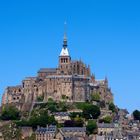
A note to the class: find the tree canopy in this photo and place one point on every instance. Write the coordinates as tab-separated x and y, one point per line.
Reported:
136	115
91	112
112	107
10	112
91	127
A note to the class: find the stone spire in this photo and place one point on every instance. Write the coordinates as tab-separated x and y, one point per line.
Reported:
64	51
65	36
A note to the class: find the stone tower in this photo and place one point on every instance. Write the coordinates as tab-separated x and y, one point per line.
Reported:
64	58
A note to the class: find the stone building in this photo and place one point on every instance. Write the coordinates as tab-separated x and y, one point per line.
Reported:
72	79
47	133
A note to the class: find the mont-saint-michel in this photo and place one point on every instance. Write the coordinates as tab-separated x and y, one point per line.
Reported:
65	103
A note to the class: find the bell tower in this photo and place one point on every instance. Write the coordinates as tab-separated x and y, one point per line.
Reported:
64	57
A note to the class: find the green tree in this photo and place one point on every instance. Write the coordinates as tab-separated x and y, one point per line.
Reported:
91	127
107	119
91	112
136	115
40	98
10	112
95	97
112	107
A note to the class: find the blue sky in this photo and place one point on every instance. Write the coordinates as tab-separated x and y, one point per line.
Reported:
103	33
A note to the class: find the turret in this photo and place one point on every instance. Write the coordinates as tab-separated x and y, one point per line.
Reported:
64	57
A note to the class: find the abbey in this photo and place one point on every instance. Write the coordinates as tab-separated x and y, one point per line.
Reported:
71	80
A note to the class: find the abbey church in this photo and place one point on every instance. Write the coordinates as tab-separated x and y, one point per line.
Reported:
72	80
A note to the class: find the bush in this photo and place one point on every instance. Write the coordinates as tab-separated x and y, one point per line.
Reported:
40	98
95	97
136	115
10	112
107	119
91	112
91	127
74	123
112	107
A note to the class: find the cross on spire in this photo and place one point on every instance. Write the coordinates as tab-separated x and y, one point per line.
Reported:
65	36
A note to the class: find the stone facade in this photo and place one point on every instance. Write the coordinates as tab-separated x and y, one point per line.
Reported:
72	79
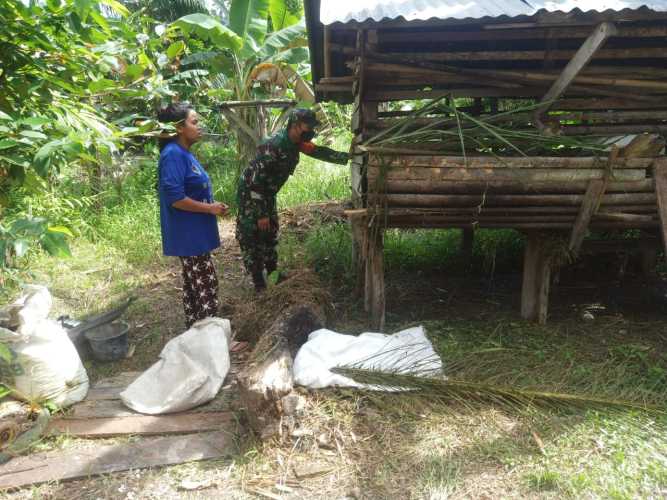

WHAT THE EXERCISE ASKS: From the first line to the last, please copy the data exactly, with the pictures left out.

ANSWER TO THE EXERCISE:
A note to the class: find the tree canopy in this photo and place one point on every instance. Write the coordinates as tab-separated x and y, one point per line.
Reported:
136	115
91	112
112	107
10	112
91	127
A note to the class: find the stone spire in this photo and place one point on every instance. Write the coordinates as tab-separated x and y, one point per line.
Reported:
64	51
65	36
A note to the class: find the stone tower in this photo and place one point on every instance. Write the coordinates as tab-separated x and y, one point per line.
Reported:
64	58
A note to the class: find the stone building in this photo and place one point on every instance. Write the coordinates as tab-separated x and y, one point per line.
Reported:
72	79
47	133
A note to the class: find the mont-saint-michel in this photo and place one point on every instance. Write the coordinates as tab-separated x and y, one point per line.
Reported:
65	103
A note to the class: find the bell tower in this photo and place one point on every instance. Write the coordinates as tab-separated x and y, one point per line.
Reported:
64	57
A note to the class: find the green tree in this photo and place one point on every instance. Write the coordinates as tab-separated x and y, one point per line.
Reported:
91	127
107	119
91	112
136	115
40	98
10	112
95	97
112	107
A note to the class: find the blue sky in this photo and place one point on every instance. Write the coordinates as tab-separated x and y, one point per line.
Reported:
103	33
A note to the class: find the turret in this photo and place one point on every instance. Write the coordinates as tab-separated x and y, one point per line.
Reported:
64	57
A note to the class: find the abbey in this photo and place one point on every instance. Write the coordinates as tab-separated x and y, one point per line.
Reported:
71	80
A note to the class: find the abbey church in this photo and place one point on every instance. Write the coordinates as tab-separated x and y, one point per line.
Reported:
72	80
A note to the class: find the bush in this photo and place one point on every instance. Write the coordinates as tab-separated x and y, one point per line.
Reported:
40	98
95	97
136	115
10	112
107	119
91	112
91	127
74	123
112	107
A note to the class: find the cross on spire in this photo and place one point on every instance. Write the coordinates as tab-separated x and y, one point per line.
Reported:
65	36
A note to the class: find the stone facade in this photo and place one point on every instance. Write the coordinates as tab-separated x and y, one point per line.
Reported:
72	79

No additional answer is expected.